** START Page excerpt **

Thursday, May 24, 2007

Mortgage Problem: hitting harder and faster


The subprime mortgage meltdown has been a shock to industry insiders, but now they say it's hitting harder and faster than expected - even to those who predicted the crisis in the first place.

That was the message Monday from a panel of leading industry executives on the state of the mortgage lending industry at the Mortgage Bankers Association's Expo in New York.
Bankrate.com


Michael Marriott, director for Credit Suisse, said, "Last October, I predicted the subprime market would collapse and many issuers would go out of business. But the violence and speed of the market sell-off surprised people."

David Lowman, of Chase & Co.'s global mortgage business, said, "35 percent of what once could be done, can no longer be done," referring to mortgage loan products that have effectively been taken off the shelves.

One of the real estate agents he works with had six deals blow up within four days because, "The loan originator told him, 'We're not offering [these products] anymore.'"

According to LeGate, this kind of thing just started to happen in the past month or so.
Allen Hardester, Guaranteed Rate, said many once-common subprime loans products are now almost impossible to find.

** END Page excerpt **
** START Data **

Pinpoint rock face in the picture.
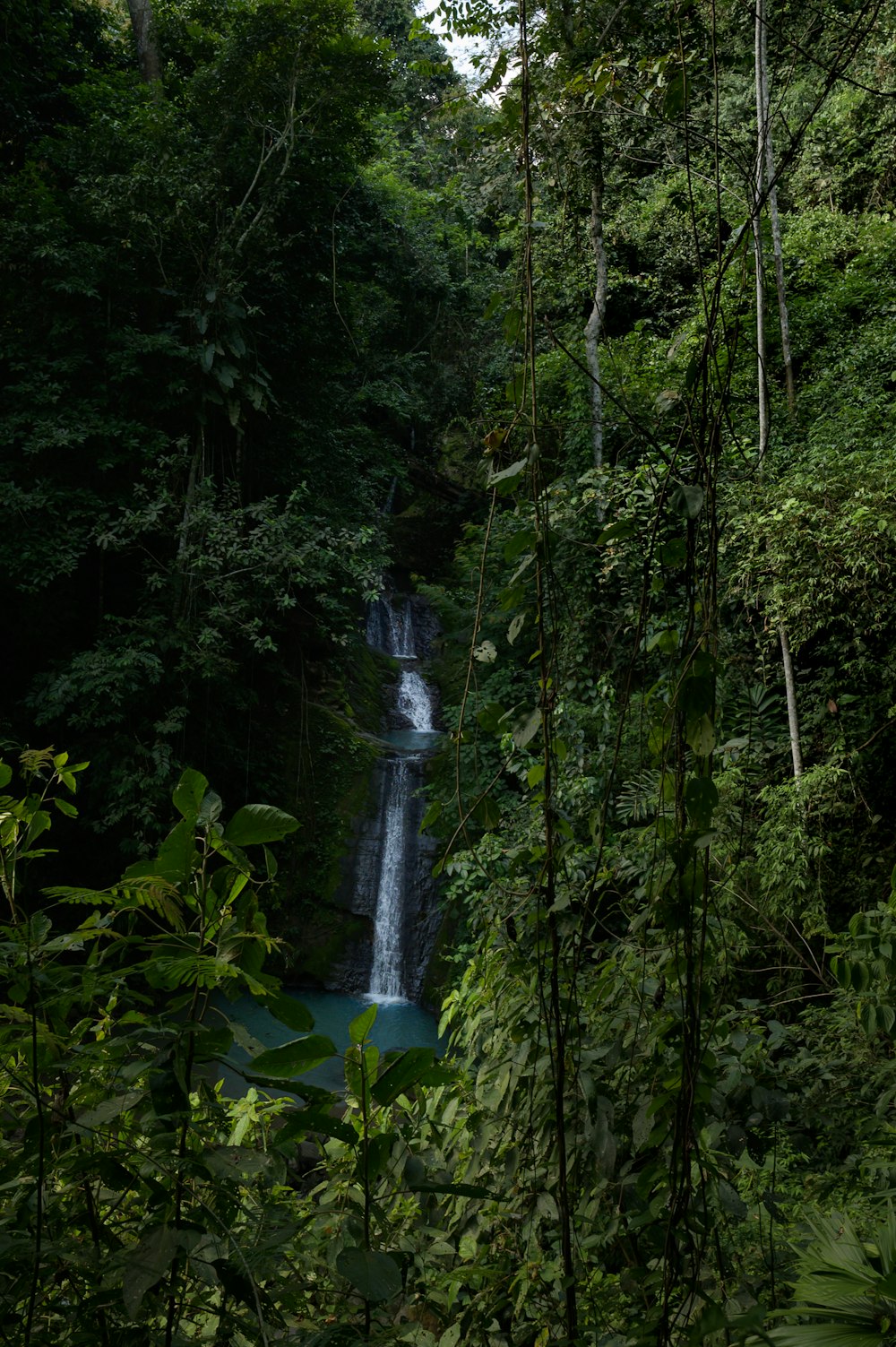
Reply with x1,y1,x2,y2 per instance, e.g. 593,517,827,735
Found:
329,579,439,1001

** END Data **
** START Data **

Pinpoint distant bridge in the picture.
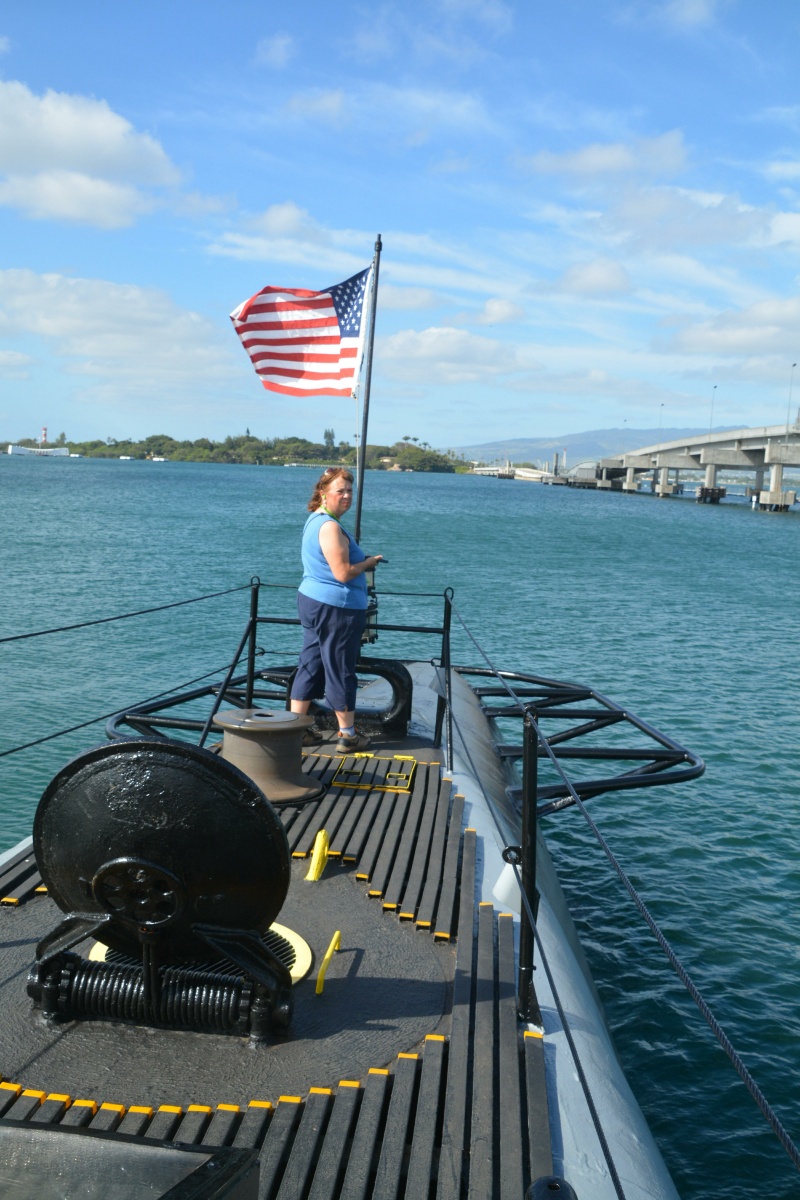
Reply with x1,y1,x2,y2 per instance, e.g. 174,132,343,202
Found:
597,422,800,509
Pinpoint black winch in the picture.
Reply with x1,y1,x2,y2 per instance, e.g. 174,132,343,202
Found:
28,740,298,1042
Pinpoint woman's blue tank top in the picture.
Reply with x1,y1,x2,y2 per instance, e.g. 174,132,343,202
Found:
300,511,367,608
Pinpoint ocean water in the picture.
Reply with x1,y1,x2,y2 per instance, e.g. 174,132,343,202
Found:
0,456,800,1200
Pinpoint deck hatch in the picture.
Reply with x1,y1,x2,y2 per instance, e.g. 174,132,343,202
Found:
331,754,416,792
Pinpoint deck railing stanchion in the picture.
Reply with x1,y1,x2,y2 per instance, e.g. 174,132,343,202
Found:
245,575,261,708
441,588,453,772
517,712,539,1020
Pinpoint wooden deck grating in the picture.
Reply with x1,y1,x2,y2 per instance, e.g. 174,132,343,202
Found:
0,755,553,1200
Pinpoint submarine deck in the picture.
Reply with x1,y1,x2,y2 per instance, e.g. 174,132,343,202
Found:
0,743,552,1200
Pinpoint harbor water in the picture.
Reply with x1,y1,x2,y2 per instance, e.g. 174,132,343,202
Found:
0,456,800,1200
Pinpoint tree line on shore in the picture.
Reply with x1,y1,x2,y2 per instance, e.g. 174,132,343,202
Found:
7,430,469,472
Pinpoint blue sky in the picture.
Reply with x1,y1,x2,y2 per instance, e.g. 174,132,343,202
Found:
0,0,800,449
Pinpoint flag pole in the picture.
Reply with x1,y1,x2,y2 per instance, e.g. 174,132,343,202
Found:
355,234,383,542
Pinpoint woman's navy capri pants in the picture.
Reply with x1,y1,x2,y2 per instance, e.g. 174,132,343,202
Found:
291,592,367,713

** END Data **

> _Task to complete_: Rewrite the subprime mortgage article from the words "That was the" through "off the shelves.", swapping "panel" for "roundtable". The rows were taken from a separate source.

> _Output of the task_:
That was the message Monday from a roundtable of leading industry executives on the state of the mortgage lending industry at the Mortgage Bankers Association's Expo in New York.
Bankrate.com


Michael Marriott, director for Credit Suisse, said, "Last October, I predicted the subprime market would collapse and many issuers would go out of business. But the violence and speed of the market sell-off surprised people."

David Lowman, of Chase & Co.'s global mortgage business, said, "35 percent of what once could be done, can no longer be done," referring to mortgage loan products that have effectively been taken off the shelves.